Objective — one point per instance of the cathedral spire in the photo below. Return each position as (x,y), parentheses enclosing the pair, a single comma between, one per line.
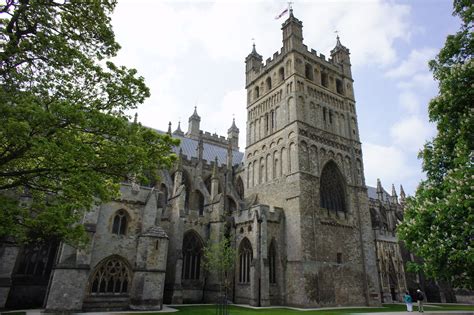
(194,121)
(200,148)
(169,128)
(340,55)
(292,33)
(178,130)
(394,194)
(229,155)
(402,195)
(233,135)
(379,190)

● **Brief**: From the first line to the last, retype the data above exactly, but not its images.

● **Your response**:
Objective — one point per instance of the cathedral spire in the photo below. Return each position as (x,y), parentheses enclosing the pair, a single comma between, one per line.
(194,121)
(200,148)
(169,128)
(340,55)
(292,33)
(178,130)
(394,194)
(229,155)
(402,195)
(233,135)
(379,190)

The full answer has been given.